Text to read:
+-------+

But still...why put THAT title on THIS movie. And then slapping Hitchcock's visage on the film up front.
And this: Evidently this director , Myshkin, has respect and a canon of work in the "international" field. Which might make this "Psycho" even worse -- it was made by a "respected international filmmaker?"
Most curious.
As a legal matter, I guess you can go ahead and recycle any title. If somebody out there wants to slap the title Citizen Kane or Casablanca or The Godfather or The Exorcist or Jaws on some unrelated movie in the future -- go for it.
There is this "on point" irony:
When Hitchcock announced that his next film would be called "Frenzy," in 1971, the author of the book from which Hitchcock was making that movie, Arthur LaBern, sent Hitchcock a friendly letter saying "Mr. Hitchcock, are you aware that a film named Frenzy was already released in 1944, from a script by Ingmar Bergman?"
True. Indeed, the Swedish Frenzy gets an entry next to Hitchcock's Frenzy in David Thomson's book of 1000 Great Films, "Have You Seen?" But the 1944 Frenzy was called "Hets" in Sweden and sometimes called "Torment" in America as well as Frenzy.
In any event, Hitchcock didn't heed LaBern's counsel, and called his movie Frenzy anyway. The novel was called Goodbye Picadilly, Farewell Leceister Square"; the only other tentative title for the Hitchcock film was, I've read: "Necktie." Alfred Hitchcock's Necktie. Eh, no.)

+-------+

(Entries drawn from a collection)
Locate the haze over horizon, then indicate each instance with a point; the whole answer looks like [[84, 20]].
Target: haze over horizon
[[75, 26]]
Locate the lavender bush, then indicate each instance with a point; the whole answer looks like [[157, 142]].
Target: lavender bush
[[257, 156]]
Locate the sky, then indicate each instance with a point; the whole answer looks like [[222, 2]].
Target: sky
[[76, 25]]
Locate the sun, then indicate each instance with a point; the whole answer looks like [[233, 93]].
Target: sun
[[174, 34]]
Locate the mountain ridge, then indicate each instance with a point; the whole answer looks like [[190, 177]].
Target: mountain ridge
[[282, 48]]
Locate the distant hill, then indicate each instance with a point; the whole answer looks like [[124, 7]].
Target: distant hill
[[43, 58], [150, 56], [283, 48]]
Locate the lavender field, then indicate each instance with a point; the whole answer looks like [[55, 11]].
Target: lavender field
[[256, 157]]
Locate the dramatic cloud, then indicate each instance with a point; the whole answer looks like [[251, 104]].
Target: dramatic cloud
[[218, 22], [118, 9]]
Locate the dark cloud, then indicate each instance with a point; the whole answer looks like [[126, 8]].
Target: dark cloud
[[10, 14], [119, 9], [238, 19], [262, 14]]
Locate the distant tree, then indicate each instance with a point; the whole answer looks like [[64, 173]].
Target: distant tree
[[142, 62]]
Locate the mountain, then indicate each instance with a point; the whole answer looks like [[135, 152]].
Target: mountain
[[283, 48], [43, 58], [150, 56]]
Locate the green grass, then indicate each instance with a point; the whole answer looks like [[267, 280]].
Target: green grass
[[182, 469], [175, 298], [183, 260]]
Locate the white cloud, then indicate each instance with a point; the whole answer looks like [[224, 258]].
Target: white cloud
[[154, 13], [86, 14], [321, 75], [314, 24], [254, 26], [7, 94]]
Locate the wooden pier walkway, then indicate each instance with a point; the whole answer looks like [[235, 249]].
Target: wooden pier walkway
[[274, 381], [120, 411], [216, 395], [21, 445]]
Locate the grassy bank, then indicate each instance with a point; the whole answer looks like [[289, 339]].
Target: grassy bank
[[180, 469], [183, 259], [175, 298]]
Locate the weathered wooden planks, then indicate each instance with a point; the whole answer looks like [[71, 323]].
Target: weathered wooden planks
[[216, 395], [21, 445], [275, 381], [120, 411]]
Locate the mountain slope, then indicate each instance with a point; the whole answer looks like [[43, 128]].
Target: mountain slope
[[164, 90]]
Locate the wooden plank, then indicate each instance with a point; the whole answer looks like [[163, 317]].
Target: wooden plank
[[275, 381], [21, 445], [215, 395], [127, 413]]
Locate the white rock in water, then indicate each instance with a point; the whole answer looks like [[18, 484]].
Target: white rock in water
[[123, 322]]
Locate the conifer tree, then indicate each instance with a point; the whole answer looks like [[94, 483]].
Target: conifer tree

+-------+

Set of tasks:
**a.** In the passage on movie titles, who wrote the script for the 1944 film named Frenzy?
**b.** Answer yes or no for each statement about the passage on movie titles, quoting the words from the passage that decide it: (i) Arthur LaBern sent Hitchcock a letter about the title Frenzy. (ii) Hitchcock changed the title of his film after reading LaBern's letter. (iii) The 1944 Frenzy was called "Hets" in Sweden.
**c.** Write out the passage on movie titles from "There is this" up to and including "Necktie. Eh, no.)", switching "friendly letter" for "polite note".
You don't need the material for any of this.

Full answers:
**a.** Ingmar Bergman

**b.**
(i) Yes: "Arthur LaBern, sent Hitchcock a friendly letter"
(ii) No: "Hitchcock didn't heed LaBern's counsel, and called his movie Frenzy anyway."
(iii) Yes: "But the 1944 Frenzy was called "Hets" in Sweden"

**c.**
There is this "on point" irony:
When Hitchcock announced that his next film would be called "Frenzy," in 1971, the author of the book from which Hitchcock was making that movie, Arthur LaBern, sent Hitchcock a polite note saying "Mr. Hitchcock, are you aware that a film named Frenzy was already released in 1944, from a script by Ingmar Bergman?"
True. Indeed, the Swedish Frenzy gets an entry next to Hitchcock's Frenzy in David Thomson's book of 1000 Great Films, "Have You Seen?" But the 1944 Frenzy was called "Hets" in Sweden and sometimes called "Torment" in America as well as Frenzy.
In any event, Hitchcock didn't heed LaBern's counsel, and called his movie Frenzy anyway. The novel was called Goodbye Picadilly, Farewell Leceister Square"; the only other tentative title for the Hitchcock film was, I've read: "Necktie." Alfred Hitchcock's Necktie. Eh, no.)